→ **Page excerpt**
────────────────────

Saturday 30 January 2010

RELATIONSHIP REBORN PART 3

TIME

Fight The Relationship Drift


Warning: There’s a cruel epidemic afflicting our families, our marriages, and our friendships. It’s called the Relationship Drift.

It’s a very devious disease. It’s like some cancers. You really don’t know you have it until it’s fatal. And then it’s too late.

And then Relationship Drift becomes Relationship Dead.

The only solution is to diagnose it early.

But the symptoms of Relationship Drift are almost invisible to the naked eye.

Because you’re not really fighting each other.

There are no screaming matches. In fact, your home is quiet. Like a convent.

And there are no pots and pans flying in the air.

And there are no bloody court cases.

But little by little, your hearts move apart.

Intimacy is gone.

Joy is missing.

In marriage, sex only happens every time Haley’s comet passes planet earth.

You take each other for granted.

────────────────────

[Saved entries]
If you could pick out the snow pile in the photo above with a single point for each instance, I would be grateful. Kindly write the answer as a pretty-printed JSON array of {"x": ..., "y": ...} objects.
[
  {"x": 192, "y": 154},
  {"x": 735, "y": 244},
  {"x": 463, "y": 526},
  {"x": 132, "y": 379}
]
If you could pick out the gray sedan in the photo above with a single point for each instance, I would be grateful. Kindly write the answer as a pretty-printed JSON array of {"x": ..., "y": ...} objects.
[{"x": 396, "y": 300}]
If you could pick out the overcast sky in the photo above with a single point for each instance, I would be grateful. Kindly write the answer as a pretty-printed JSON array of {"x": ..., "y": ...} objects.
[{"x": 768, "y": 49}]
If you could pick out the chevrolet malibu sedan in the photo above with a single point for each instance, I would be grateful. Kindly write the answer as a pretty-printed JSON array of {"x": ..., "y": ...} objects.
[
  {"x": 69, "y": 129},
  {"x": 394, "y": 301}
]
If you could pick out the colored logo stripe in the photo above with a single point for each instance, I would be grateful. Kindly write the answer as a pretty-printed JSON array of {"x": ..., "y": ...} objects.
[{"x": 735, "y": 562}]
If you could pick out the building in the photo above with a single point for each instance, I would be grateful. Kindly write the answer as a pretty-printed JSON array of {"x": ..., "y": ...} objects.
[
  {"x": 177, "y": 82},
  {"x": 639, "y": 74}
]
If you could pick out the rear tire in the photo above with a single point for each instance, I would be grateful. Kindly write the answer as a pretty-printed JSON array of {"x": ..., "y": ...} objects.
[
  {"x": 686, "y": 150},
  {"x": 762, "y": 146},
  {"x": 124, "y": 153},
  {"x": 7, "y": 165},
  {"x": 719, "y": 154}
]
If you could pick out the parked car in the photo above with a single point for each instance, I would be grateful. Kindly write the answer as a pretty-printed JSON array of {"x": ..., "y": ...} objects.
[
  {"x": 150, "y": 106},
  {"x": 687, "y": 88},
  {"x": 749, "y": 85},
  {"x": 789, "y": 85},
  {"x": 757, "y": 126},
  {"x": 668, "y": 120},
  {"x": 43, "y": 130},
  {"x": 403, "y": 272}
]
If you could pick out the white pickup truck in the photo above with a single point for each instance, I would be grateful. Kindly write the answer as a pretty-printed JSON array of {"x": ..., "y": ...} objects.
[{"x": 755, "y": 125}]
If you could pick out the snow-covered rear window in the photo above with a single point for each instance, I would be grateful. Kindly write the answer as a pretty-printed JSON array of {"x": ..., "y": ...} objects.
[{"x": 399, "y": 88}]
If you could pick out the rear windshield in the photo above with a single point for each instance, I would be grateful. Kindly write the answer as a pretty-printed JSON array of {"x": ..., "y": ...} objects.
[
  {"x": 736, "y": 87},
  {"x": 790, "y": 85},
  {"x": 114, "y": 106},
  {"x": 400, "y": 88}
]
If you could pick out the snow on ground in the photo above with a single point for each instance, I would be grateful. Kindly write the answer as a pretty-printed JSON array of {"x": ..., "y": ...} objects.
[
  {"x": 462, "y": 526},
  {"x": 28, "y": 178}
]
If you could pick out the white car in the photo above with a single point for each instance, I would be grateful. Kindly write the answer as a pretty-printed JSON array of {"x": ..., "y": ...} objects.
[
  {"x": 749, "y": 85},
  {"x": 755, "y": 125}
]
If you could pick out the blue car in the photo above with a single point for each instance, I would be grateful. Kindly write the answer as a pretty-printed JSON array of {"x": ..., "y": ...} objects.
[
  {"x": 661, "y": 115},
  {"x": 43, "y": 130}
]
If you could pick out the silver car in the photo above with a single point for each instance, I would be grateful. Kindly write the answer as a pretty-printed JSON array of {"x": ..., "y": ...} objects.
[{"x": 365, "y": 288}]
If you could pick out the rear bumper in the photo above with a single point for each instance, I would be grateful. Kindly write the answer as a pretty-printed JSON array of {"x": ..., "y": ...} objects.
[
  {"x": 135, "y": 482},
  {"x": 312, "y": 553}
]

────────────────────

Please continue the piece on Relationship Drift, picking up right after "You take each other for granted."

One day, you know the disease had run its full course because you wake up one morning not caring for the other person anymore.


read more here


My notes

What Are Your Biggies?

If you really think about it, you can put everything happening in your life into two categories: Biggies and Smallies.

If you manage your Biggies, you manage your life.

It’s the secret to great success.

What are your Biggies?

People who don’t know their Biggies will be ruled by their Smallies. They’ll be lost boats in the sea, being pushed and pulled in various directions.

Your Biggies consists of the 4 most important parts of your life:

1. Your Family

2. Your Health

3. Your Mission

4. Your Spirit

Everything else are Smallies.

If you want to be successful, focus on your Biggies.

When you make your Weekly Schedule, write down the Biggies first.

Each of these Biggies can be broken down. But today, I’d like to share with you the Family Biggies that you need to do. These are the powerful ways to paddle against Relationship Drift.

Are you ready?

Create A List Of Untouchables


example: My romantic date with my wife is an Untouchable.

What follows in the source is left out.